◆ Apply what you read ◆
1. List the things that the post about senior portraits says a good picture depends on, instead of the camera.
2. In the post about senior portraits, why did the writer's kids get mad?

I have done a lot of Senior Portraits over the years–I really enjoy it. It is fun to work with high school kids, and they let me be creative. Sometimes people don’t quite get what I do though. Many times, people are used to the typical school portraits and don’t even know what real portrait photography is or why anyone would want to pay for it. I look at it like this–I want to do something for my clients that they really can’t get from the typical school portrait. You know, the line them up and shoot them thing. That is not what I am about. My kids used to get mad at me because I would never buy the school pictures. Mostly because they did not really say anything about who my kids were. The backgrounds were tacky. And partly because their hair was never right or they had some goofy expression. Because the photographer did not have time to do it right. That is what volume photography is–do it quickly and don’t worry about the details. Just quick and dirty. It was never anything I would want to put on my walls.
So anyway, I was photographing a lovely young woman last week and was testing my lights. And I had this brain wave when I was going through the pictures. Many times people will say to me, “Wow, great picture! You must have a really great camera!” I smile and nod. Because it really isn’t about the camera. It is about posing, lighting and composition. I have spent a lot of time and continue to spend a lot of time learning about these things. And these two pictures say it all.

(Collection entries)
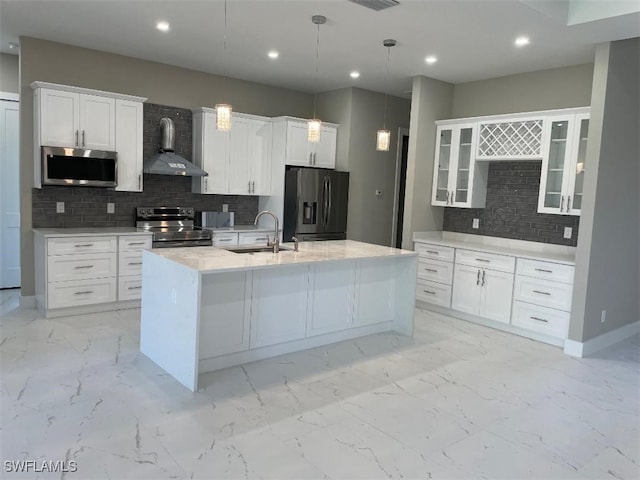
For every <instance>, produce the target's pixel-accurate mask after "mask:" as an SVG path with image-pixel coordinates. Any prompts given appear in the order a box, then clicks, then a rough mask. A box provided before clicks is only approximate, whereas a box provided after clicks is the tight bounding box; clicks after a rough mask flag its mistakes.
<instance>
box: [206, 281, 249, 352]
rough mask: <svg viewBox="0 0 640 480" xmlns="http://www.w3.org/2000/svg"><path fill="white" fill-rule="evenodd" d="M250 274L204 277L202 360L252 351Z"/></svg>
mask: <svg viewBox="0 0 640 480" xmlns="http://www.w3.org/2000/svg"><path fill="white" fill-rule="evenodd" d="M247 276H249V278H250V274H247V273H246V272H227V273H224V274H209V275H203V277H202V290H201V297H200V298H201V306H200V345H199V347H200V348H199V353H198V357H199V359H200V360H202V359H205V358H212V357H217V356H218V355H225V354H227V353H234V352H241V351H243V350H247V349H248V348H249V320H250V293H251V292H250V290H251V283H250V280H247Z"/></svg>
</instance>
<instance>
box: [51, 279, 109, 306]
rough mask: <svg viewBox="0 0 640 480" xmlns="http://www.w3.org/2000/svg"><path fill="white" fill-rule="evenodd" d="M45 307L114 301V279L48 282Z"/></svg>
mask: <svg viewBox="0 0 640 480" xmlns="http://www.w3.org/2000/svg"><path fill="white" fill-rule="evenodd" d="M47 293H48V298H47V307H48V308H64V307H76V306H79V305H91V304H94V303H109V302H115V301H116V279H115V277H111V278H100V279H94V280H73V281H69V282H56V283H50V284H49V288H48V290H47Z"/></svg>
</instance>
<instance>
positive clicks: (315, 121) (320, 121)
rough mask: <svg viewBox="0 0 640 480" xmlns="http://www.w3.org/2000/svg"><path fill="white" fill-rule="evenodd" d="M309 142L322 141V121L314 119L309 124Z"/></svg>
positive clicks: (308, 129) (308, 139) (307, 134)
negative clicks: (320, 140) (320, 138)
mask: <svg viewBox="0 0 640 480" xmlns="http://www.w3.org/2000/svg"><path fill="white" fill-rule="evenodd" d="M308 127H309V129H308V132H307V140H309V141H310V142H312V143H318V142H319V141H320V129H321V128H322V121H321V120H319V119H317V118H312V119H311V120H309V122H308Z"/></svg>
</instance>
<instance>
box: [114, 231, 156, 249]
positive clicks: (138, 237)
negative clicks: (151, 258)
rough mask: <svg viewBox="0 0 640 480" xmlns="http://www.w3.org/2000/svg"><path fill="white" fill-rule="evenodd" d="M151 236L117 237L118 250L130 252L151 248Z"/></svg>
mask: <svg viewBox="0 0 640 480" xmlns="http://www.w3.org/2000/svg"><path fill="white" fill-rule="evenodd" d="M151 243H152V240H151V236H150V235H128V236H120V237H118V250H119V251H120V252H123V251H127V250H128V251H131V250H144V249H145V248H151Z"/></svg>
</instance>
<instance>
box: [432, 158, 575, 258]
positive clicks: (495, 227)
mask: <svg viewBox="0 0 640 480" xmlns="http://www.w3.org/2000/svg"><path fill="white" fill-rule="evenodd" d="M541 168H542V162H521V161H517V162H491V163H490V164H489V174H488V180H487V202H486V206H485V208H449V207H447V208H445V210H444V221H443V230H446V231H449V232H459V233H471V234H477V235H487V236H490V237H503V238H513V239H518V240H528V241H533V242H542V243H553V244H556V245H569V246H574V247H575V246H576V244H577V240H578V226H579V220H580V218H579V217H576V216H570V215H550V214H543V213H537V211H536V210H537V209H538V190H539V188H540V173H541ZM474 218H478V219H480V228H478V229H474V228H472V225H473V219H474ZM564 227H571V228H572V229H573V232H572V236H571V238H570V239H567V238H564Z"/></svg>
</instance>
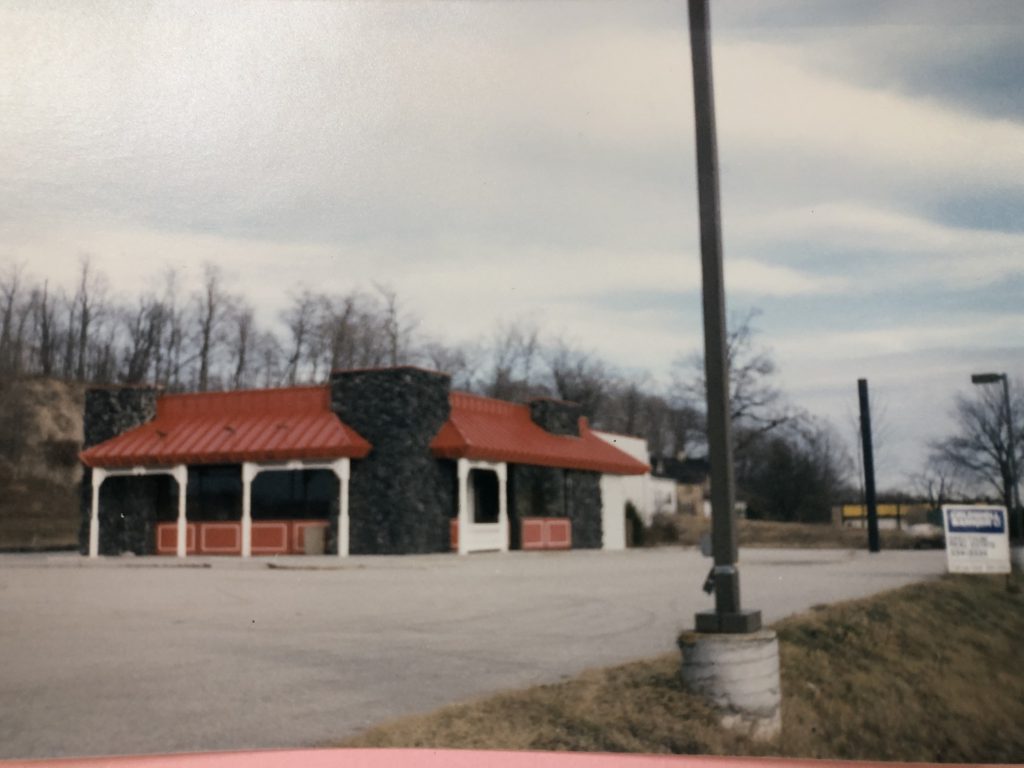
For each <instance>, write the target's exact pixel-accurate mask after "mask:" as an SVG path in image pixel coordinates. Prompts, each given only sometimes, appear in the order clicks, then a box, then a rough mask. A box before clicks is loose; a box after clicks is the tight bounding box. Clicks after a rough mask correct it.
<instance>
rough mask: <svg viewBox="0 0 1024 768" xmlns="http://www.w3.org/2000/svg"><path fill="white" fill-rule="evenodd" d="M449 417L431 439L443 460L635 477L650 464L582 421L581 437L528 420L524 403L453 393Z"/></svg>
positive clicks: (436, 456) (641, 471)
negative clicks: (635, 456)
mask: <svg viewBox="0 0 1024 768" xmlns="http://www.w3.org/2000/svg"><path fill="white" fill-rule="evenodd" d="M449 399H450V401H451V403H452V415H451V416H450V417H449V420H447V422H445V424H444V426H442V427H441V429H440V431H439V432H438V433H437V435H436V436H435V437H434V439H433V441H432V442H431V443H430V449H431V451H432V452H433V454H434V456H436V457H440V458H444V459H480V460H483V461H497V462H510V463H513V464H536V465H540V466H543V467H561V468H563V469H586V470H592V471H594V472H606V473H609V474H624V475H638V474H643V473H644V472H646V471H647V470H648V469H649V468H648V467H647V465H646V464H643V463H642V462H638V461H637V460H636V459H634V458H633V457H631V456H629V455H627V454H625V453H623V452H622V451H620V450H618V449H616V447H614V446H613V445H610V444H609V443H607V442H605V441H604V440H602V439H601V438H600V437H598V436H597V435H595V434H594V433H593V432H592V431H591V430H590V426H589V425H588V424H587V420H586V419H581V420H580V436H579V437H575V436H572V435H556V434H552V433H551V432H548V431H546V430H544V429H542V428H541V427H539V426H538V425H537V424H535V423H534V421H532V420H531V419H530V418H529V407H527V406H520V404H517V403H514V402H507V401H505V400H496V399H494V398H490V397H480V396H479V395H475V394H468V393H467V392H452V394H451V395H450V397H449Z"/></svg>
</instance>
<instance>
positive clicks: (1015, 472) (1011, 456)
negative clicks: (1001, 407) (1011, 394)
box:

◆ Results of the exercise ◆
1.
Posing
Lighting
Composition

2. They got mad because the writer would never buy the school pictures.